→ **Exercise instructions**: Return the lines below word for word, from the line containing "of the green" through the last line.

>>>>

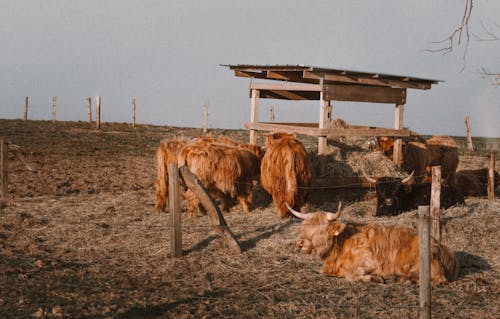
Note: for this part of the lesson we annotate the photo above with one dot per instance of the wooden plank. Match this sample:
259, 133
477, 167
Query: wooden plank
436, 202
491, 177
397, 154
368, 131
360, 93
367, 80
424, 262
286, 86
175, 210
254, 114
470, 147
4, 180
340, 182
289, 95
212, 209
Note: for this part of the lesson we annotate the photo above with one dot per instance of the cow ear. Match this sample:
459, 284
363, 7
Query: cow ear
336, 229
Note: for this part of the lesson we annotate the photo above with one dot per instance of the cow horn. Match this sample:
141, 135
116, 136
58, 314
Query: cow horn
296, 213
331, 216
407, 179
369, 179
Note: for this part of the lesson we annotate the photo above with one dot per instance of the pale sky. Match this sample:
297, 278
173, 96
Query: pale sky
168, 53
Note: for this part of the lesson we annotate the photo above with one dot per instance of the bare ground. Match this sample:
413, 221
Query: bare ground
80, 238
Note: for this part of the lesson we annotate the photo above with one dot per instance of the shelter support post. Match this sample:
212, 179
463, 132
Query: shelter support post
254, 117
398, 144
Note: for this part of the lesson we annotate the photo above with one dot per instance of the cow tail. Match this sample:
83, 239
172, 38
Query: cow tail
291, 179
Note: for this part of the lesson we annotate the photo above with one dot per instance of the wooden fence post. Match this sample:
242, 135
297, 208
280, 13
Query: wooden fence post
424, 262
133, 112
470, 147
174, 202
89, 106
26, 108
194, 184
436, 202
491, 177
4, 189
271, 114
98, 112
54, 106
205, 117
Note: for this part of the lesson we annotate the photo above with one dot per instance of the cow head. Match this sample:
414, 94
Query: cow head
389, 191
318, 231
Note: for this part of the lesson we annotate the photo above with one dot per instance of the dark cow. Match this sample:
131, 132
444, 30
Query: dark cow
420, 155
396, 195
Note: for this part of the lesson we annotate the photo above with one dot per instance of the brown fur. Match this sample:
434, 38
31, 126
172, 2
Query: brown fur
226, 168
165, 154
420, 156
371, 252
285, 171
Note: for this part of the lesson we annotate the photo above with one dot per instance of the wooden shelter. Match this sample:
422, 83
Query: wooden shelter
301, 82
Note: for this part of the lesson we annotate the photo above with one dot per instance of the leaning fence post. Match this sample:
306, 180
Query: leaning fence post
174, 202
25, 108
89, 106
470, 147
54, 108
133, 111
98, 112
424, 262
436, 202
3, 168
491, 177
205, 117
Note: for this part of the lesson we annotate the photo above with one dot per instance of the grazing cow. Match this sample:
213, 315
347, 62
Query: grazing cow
226, 168
370, 252
474, 182
396, 195
285, 171
167, 153
419, 156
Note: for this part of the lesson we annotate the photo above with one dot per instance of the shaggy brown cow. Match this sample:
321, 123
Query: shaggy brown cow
419, 156
370, 252
285, 171
226, 168
167, 153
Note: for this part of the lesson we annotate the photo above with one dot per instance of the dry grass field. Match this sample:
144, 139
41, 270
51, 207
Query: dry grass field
80, 238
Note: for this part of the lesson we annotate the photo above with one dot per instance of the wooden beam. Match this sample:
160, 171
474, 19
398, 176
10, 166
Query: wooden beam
4, 189
194, 184
254, 114
397, 154
436, 202
491, 177
286, 86
343, 77
289, 95
367, 131
360, 93
175, 209
424, 268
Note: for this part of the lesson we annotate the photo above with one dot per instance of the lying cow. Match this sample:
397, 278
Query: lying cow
286, 171
226, 168
370, 252
396, 195
167, 153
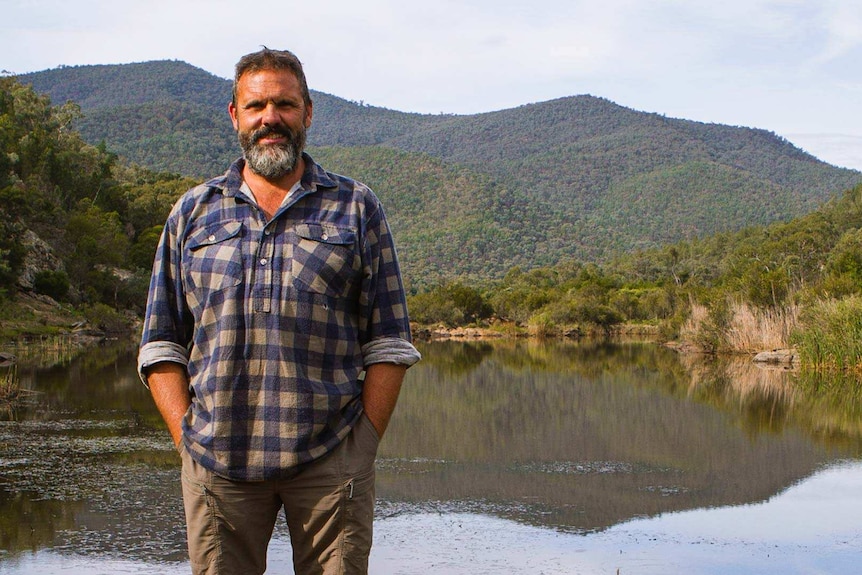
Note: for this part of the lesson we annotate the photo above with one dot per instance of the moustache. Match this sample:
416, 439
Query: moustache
266, 131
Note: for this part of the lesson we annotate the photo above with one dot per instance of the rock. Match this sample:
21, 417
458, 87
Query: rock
40, 257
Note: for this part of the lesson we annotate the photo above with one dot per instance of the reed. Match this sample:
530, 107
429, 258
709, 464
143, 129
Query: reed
829, 336
737, 327
10, 385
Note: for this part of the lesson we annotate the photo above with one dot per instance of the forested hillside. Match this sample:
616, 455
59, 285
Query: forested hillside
471, 196
80, 225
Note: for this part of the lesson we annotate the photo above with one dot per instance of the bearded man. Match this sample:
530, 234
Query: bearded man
275, 341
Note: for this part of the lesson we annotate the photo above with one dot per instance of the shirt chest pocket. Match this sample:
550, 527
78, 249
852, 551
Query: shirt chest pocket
325, 259
213, 258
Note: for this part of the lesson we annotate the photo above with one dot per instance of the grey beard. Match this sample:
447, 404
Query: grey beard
272, 162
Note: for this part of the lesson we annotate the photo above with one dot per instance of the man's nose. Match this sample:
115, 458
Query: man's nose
270, 115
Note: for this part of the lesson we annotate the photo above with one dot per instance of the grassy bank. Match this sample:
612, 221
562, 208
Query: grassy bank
829, 336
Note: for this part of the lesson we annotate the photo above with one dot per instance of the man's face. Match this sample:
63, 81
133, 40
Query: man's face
271, 118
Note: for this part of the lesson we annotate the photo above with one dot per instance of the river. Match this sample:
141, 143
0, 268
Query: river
503, 457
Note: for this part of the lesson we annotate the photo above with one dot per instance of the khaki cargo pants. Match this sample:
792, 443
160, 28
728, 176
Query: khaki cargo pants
329, 508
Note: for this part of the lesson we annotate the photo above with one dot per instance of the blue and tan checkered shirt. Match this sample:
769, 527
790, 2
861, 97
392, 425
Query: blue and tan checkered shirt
275, 320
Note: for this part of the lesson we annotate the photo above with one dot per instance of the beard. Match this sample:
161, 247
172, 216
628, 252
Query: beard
272, 161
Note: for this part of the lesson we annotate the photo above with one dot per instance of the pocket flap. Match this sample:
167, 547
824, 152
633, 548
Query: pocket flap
214, 235
326, 233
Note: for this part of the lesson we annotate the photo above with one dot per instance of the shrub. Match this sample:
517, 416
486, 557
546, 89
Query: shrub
54, 284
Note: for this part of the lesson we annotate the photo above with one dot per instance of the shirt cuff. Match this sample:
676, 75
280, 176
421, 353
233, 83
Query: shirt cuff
390, 350
157, 352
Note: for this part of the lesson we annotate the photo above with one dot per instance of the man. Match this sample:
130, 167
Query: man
275, 341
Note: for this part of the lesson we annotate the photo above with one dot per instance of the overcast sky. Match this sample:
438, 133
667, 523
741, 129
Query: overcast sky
790, 66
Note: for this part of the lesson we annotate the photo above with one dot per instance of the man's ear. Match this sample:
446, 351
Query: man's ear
231, 109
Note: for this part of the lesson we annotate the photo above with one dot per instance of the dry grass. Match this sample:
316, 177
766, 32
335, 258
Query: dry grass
741, 328
10, 386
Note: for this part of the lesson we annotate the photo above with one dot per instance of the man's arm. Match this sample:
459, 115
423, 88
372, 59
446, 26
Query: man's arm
169, 385
380, 393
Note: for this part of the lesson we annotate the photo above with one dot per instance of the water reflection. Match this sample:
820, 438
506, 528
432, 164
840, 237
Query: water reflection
577, 437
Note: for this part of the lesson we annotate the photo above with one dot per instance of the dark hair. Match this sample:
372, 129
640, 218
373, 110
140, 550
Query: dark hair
267, 59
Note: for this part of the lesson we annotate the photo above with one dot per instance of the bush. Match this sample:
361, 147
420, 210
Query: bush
830, 335
54, 284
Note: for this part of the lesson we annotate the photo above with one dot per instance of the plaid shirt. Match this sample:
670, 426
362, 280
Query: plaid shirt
275, 320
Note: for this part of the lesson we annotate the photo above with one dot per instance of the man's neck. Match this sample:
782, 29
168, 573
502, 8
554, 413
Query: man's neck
269, 194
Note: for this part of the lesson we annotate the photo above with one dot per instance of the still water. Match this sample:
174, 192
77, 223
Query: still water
502, 457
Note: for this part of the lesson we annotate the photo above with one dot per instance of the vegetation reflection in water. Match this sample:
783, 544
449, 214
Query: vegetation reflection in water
572, 436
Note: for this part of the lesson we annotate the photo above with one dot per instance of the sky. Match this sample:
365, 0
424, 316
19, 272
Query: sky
793, 67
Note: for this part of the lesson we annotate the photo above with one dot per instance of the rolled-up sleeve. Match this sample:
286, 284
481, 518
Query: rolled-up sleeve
384, 322
166, 331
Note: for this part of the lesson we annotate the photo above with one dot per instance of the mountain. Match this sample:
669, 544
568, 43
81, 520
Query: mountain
578, 177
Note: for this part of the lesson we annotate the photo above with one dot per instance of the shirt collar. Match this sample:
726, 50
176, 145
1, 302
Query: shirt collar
313, 177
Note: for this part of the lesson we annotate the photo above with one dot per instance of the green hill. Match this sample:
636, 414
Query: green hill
577, 177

<<<<

→ **Written answer**:
Note: for this part of the lesson we annotate the photo above with one dot per instance of the green hill. Match this sample:
636, 414
Query: green hill
577, 177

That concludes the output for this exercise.